[Excerpts from a point labeling dataset]

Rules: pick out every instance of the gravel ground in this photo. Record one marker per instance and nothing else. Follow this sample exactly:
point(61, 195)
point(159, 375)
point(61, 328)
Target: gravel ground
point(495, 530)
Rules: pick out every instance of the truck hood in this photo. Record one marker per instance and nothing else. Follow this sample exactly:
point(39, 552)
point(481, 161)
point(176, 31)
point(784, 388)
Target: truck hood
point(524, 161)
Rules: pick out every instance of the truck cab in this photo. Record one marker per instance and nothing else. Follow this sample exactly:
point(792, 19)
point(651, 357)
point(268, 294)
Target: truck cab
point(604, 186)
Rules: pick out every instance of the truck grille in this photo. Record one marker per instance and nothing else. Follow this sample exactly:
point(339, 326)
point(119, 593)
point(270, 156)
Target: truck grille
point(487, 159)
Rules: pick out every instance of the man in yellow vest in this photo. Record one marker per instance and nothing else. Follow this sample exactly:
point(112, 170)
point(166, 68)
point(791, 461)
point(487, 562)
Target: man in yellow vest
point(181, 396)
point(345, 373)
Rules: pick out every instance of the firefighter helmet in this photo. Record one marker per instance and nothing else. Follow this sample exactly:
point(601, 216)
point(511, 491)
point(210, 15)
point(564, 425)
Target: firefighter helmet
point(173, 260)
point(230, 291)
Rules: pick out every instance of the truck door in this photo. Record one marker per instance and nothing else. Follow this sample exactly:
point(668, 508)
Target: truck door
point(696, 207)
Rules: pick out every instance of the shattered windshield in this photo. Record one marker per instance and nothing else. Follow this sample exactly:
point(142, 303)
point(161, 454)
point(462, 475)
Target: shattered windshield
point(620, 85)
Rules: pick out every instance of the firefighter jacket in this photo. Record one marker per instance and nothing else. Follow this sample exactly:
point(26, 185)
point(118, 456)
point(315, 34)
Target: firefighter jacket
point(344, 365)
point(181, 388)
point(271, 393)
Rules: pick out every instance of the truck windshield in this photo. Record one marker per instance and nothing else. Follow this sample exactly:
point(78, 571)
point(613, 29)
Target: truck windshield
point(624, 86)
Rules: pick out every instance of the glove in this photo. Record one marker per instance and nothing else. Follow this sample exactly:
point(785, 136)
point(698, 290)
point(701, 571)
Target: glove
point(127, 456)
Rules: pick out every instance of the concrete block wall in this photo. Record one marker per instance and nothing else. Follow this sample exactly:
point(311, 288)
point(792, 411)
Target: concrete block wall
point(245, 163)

> _WHAT THE TASK REQUIRES_: Rewrite the material starting at the line containing "Rules: pick out every instance of the shattered" and ending at the last line of the material, changing "marker" to "dot" and keeping everything else the same.

> _CORRECT OUTPUT_:
Rules: pick out every instance of the shattered windshield in this photo. Record one dot per instance and nothing else. Follow this sample exactly:
point(142, 303)
point(161, 454)
point(462, 475)
Target: shattered windshield
point(620, 85)
Rules: pick out every instance of the firefighter jacket in this photo. Record one dot per instance and nothing else. Follow this sample exactly:
point(26, 185)
point(118, 456)
point(315, 34)
Target: firefighter jacket
point(344, 365)
point(181, 388)
point(271, 393)
Rules: pick out every instance of the truck windshield in this photo. Record one dot per instance and nothing else. Follow this sample exactly:
point(78, 571)
point(613, 29)
Target: truck windshield
point(624, 86)
Rules: pick out every instance of the glove in this photo. Record one dot per instance and nothing else. Follow this sample exactly:
point(785, 136)
point(698, 290)
point(701, 571)
Target: glove
point(127, 456)
Rules: pick out every instance of the concrete block wall in this photo. Record one dot per instance and nothing else. Follow this sample exactly:
point(311, 288)
point(792, 411)
Target: concrete block wall
point(245, 163)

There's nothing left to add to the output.